Extrait à lire:
= = = = = = =
L'ARS Bretagne a fait le choix de renouveler la suspension des accouchements à la maternité de Guingamp pour 6 mois supplémentaires. Des citoyens et des élus ne décolèrent pas de cette situation qui entraîne un risque pour les futures mamans et qui fragilise un territoire déjà défavorisé.
La maternité de Guingamp ne permettra pas aux futures mamans d'accoucher à l’hôpital, jusqu’au 30 avril 2024. Ce renouvellement de la suspension des accouchements a été annoncé par un communiqué officiel de l’agence régionale de Santé de Bretagne datant du 23 octobre 2023.
Pas assez de médecins
La raison invoquée par l’ARS Bretagne pour reconduire cette suspension, qui était active jusqu’au 31 octobre, est liée au manque de personnels.
“Il nous manque au moins deux gynécologues-obstréticiens et quatre sages-femmes pour avoir l’effectif suffisant pour permettre aux accouchements d’avoir lieu à l’hôpital, confirme Claudine Guilou, vice-présidente à l’agglomération de Guingamp-Paimpol. Quand la directrice de l’ARS Bretagne m’a annoncé le prolongement de la fermeture, j’ai accusé le coup… C’est vraiment une grande déception”.
= = = = = = =
Liste des tâches:
(A) Restituez mot pour mot le passage du texte sur la maternité de Guingamp qui s'ouvre sur les mots contenant « La maternité de Guingamp ne » et se termine par « manque de personnels. ».
(B) Dites si chaque affirmation concorde avec le texte sur la maternité de Guingamp, par oui ou par non, en citant exactement les mots du texte qui tranchent. (i) Les accouchements restent suspendus à Guingamp jusqu'au 30 avril 2024. (ii) La suspension précédente devait durer jusqu'au 30 novembre. (iii) Il manque au moins deux gynécologues-obstétriciens.
Les entrées n'ont aucun rôle dans cet exercice.
= = = = = = =
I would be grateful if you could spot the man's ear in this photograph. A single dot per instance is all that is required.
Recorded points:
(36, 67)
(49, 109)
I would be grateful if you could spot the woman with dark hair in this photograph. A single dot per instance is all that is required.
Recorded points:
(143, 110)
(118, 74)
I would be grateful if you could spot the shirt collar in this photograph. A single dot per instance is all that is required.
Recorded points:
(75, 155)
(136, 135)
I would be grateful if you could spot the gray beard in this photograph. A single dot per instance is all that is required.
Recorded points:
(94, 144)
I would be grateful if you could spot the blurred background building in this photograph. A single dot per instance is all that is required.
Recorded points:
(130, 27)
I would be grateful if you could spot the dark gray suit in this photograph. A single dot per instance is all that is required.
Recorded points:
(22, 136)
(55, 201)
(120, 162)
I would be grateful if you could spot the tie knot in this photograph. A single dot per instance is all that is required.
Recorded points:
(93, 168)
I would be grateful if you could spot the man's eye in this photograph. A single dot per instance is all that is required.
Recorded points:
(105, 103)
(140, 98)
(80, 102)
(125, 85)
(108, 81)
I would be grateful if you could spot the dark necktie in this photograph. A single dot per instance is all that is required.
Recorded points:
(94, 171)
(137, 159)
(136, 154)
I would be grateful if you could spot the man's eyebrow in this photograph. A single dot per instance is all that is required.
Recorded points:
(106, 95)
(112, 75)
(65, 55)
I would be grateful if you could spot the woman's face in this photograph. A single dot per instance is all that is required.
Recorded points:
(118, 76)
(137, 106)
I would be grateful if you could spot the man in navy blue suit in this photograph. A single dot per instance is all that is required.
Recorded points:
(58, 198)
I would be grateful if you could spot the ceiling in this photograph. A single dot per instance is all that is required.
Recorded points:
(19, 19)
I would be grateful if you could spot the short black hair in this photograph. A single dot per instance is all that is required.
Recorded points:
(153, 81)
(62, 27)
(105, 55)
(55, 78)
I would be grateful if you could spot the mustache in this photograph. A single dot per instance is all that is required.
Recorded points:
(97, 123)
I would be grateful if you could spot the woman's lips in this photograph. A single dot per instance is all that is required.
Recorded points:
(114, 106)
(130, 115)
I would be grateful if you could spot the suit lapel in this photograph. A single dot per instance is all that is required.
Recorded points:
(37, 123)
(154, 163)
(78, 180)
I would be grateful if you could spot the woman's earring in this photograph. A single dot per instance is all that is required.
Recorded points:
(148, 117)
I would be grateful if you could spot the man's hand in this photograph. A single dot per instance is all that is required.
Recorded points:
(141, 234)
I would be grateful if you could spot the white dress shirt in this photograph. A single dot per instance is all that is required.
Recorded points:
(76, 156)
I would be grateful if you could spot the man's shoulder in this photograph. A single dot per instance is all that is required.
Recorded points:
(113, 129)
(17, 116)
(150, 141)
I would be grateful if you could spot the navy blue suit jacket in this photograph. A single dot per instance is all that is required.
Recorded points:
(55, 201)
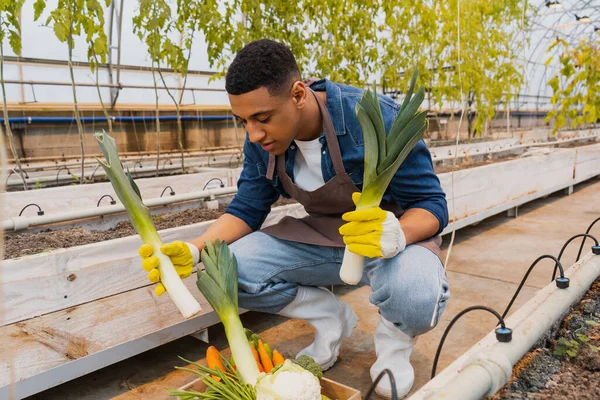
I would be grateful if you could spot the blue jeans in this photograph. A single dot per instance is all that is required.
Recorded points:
(405, 287)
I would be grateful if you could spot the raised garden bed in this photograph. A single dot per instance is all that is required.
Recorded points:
(22, 244)
(566, 365)
(329, 388)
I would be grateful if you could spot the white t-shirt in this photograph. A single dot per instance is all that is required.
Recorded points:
(307, 166)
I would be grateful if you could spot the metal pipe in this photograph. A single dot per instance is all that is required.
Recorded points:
(109, 85)
(126, 154)
(20, 223)
(90, 162)
(84, 64)
(68, 120)
(487, 366)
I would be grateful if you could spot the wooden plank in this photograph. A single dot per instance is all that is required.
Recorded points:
(587, 163)
(84, 338)
(44, 283)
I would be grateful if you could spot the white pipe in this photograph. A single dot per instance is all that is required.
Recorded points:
(196, 154)
(487, 366)
(24, 222)
(149, 170)
(446, 156)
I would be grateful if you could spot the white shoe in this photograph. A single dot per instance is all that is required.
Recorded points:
(333, 319)
(393, 348)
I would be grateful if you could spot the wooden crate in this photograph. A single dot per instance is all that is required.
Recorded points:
(331, 389)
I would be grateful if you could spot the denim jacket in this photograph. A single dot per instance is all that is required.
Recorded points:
(415, 185)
= = = = = = =
Réponses aux exercices:
(A)
La maternité de Guingamp ne permettra pas aux futures mamans d'accoucher à l’hôpital, jusqu’au 30 avril 2024. Ce renouvellement de la suspension des accouchements a été annoncé par un communiqué officiel de l’agence régionale de Santé de Bretagne datant du 23 octobre 2023.
Pas assez de médecins
La raison invoquée par l’ARS Bretagne pour reconduire cette suspension, qui était active jusqu’au 31 octobre, est liée au manque de personnels.

(B)
(i) Oui : « jusqu’au 30 avril 2024 ».
(ii) Non : « qui était active jusqu’au 31 octobre ».
(iii) Oui : « Il nous manque au moins deux gynécologues-obstréticiens ».